Many Users of this solutions have wide 21" Displays, many others have 4:3 20" high resolution displays - both are quite expensive, so attaching a blind real display to the terminal server is not the preferred option: building a virtual Monitor out of what is lying around in the drawer is. 

I chose using VGA, because its very well adaptable to any current display connection and connectors are easily availble. With DVI, this is not the case, with HDMI, they are quite expensive and additionally, they are quite hard to solder. To sum it up: the same rules apply to VGA, DVI and HDMI - but NOT to DisplayPort. 

So to the shopping list we add 1 VGA connector and casing - choose a gender you like. 

In connection with this approach, 3 main questions arose. 

  1. What, from the point of view of a general VGA-Port, defines an attached display? 
  2. How to trick the VGA-Port into thinking, there was a Display attached?
  3. How to trick the VGA-Port into detecting a proper Model that supports the right resolutions?

To answer the first question, I dug deep in my memories of former similar projects. When I was fiddling with VGA. I remembered, that there was a loop somewhere in the connection, that was established when the VGA Cable was connected to the graphics card - but I found out that this memory was quite misleading:

Most VGA Ports detect a Monitor by looking at the actual signal output pins. These are usually broadband HF lines with a specific impedance (75 ohm for the three color signals, around 700 ohm for the two synchronisation signals). The logic behind the port can detect the state of the lines, wether they are floating (not connected) or properly terminated (connected) and probably some other states as well. Most ports seem to look at the state of the "green" line, to detect a connected display.
This might be, because the older monochrome displays of the earlier days often only had the green line connected. The green line was favored in some other cases, too. The most prominent one is "Sync on green", which was popular with individually connected BNC displays, although I never really understood, why the extra line was such a problem. 

Concerning question two: Although it would probably be enough just to terminate the green line with about 75ohm, I concluded the answer to this question to be proper termination of all HF lines. I don't like floating signals, especially in HF environments. Everything is an antenna - and yet again, I don't know the specific layout of the output drivers. They might dislike floating lines, too.

[Actions to take]
[a] Answer these questions from the post about the virtual VGA monitor:
(i) What impedance do the three color signals have?
(ii) Which line do most ports check to detect a connected display?
(iii) Which connection do the same rules not apply to?
[b] Summarize the post about the virtual VGA monitor in two sentences.
[c] Copy everything in the post about the virtual VGA monitor from "Many Users of" down to "the drawer is.".

Lines of data:
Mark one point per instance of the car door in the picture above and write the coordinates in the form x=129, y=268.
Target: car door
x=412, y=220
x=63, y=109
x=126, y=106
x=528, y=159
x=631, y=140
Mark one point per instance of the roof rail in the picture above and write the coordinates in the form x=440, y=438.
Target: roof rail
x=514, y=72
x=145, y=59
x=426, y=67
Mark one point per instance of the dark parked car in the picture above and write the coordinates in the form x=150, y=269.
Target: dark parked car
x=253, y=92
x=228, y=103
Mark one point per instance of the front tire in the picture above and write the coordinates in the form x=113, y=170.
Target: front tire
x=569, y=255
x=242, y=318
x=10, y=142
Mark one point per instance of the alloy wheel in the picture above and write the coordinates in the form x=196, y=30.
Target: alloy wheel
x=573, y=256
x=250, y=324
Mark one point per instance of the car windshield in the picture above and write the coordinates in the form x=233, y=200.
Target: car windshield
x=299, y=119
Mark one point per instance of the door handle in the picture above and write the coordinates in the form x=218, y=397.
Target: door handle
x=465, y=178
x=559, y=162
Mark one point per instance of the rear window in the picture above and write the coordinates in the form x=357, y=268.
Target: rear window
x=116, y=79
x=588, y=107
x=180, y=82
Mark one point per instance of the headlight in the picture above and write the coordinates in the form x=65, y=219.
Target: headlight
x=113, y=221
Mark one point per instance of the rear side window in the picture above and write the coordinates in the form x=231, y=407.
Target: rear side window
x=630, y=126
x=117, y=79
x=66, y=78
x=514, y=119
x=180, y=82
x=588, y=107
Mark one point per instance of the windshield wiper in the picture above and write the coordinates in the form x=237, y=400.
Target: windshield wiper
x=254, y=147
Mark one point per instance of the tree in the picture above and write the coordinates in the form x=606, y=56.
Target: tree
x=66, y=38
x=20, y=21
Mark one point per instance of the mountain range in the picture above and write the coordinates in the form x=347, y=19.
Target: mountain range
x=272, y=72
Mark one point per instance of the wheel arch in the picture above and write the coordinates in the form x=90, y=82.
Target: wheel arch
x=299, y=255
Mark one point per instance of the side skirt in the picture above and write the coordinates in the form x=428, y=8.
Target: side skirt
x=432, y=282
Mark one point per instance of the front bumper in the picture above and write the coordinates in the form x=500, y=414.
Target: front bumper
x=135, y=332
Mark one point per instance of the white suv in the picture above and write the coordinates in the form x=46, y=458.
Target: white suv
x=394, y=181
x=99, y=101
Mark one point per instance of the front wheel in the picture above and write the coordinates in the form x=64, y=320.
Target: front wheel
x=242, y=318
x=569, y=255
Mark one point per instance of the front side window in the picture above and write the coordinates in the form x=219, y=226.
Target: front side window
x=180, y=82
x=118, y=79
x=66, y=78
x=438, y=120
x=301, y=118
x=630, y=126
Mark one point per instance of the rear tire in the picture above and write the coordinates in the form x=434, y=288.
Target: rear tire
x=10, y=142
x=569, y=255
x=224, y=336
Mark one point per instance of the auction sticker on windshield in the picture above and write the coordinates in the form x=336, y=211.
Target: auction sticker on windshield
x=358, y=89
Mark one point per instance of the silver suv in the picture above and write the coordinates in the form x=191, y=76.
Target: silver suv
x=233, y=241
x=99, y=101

[Outputs]
[a]
(i) 75 ohm.
(ii) The green line.
(iii) DisplayPort.

[b] Because real displays are expensive, the author builds a virtual monitor for the terminal server from spare parts and picks VGA since it adapts well to current display connections and its connectors are easy to get. Most VGA ports detect a display by checking whether the signal lines, often the green one, are floating or properly terminated, so the author settles on properly terminating all the HF lines.

[c]
Many Users of this solutions have wide 21" Displays, many others have 4:3 20" high resolution displays - both are quite expensive, so attaching a blind real display to the terminal server is not the preferred option: building a virtual Monitor out of what is lying around in the drawer is.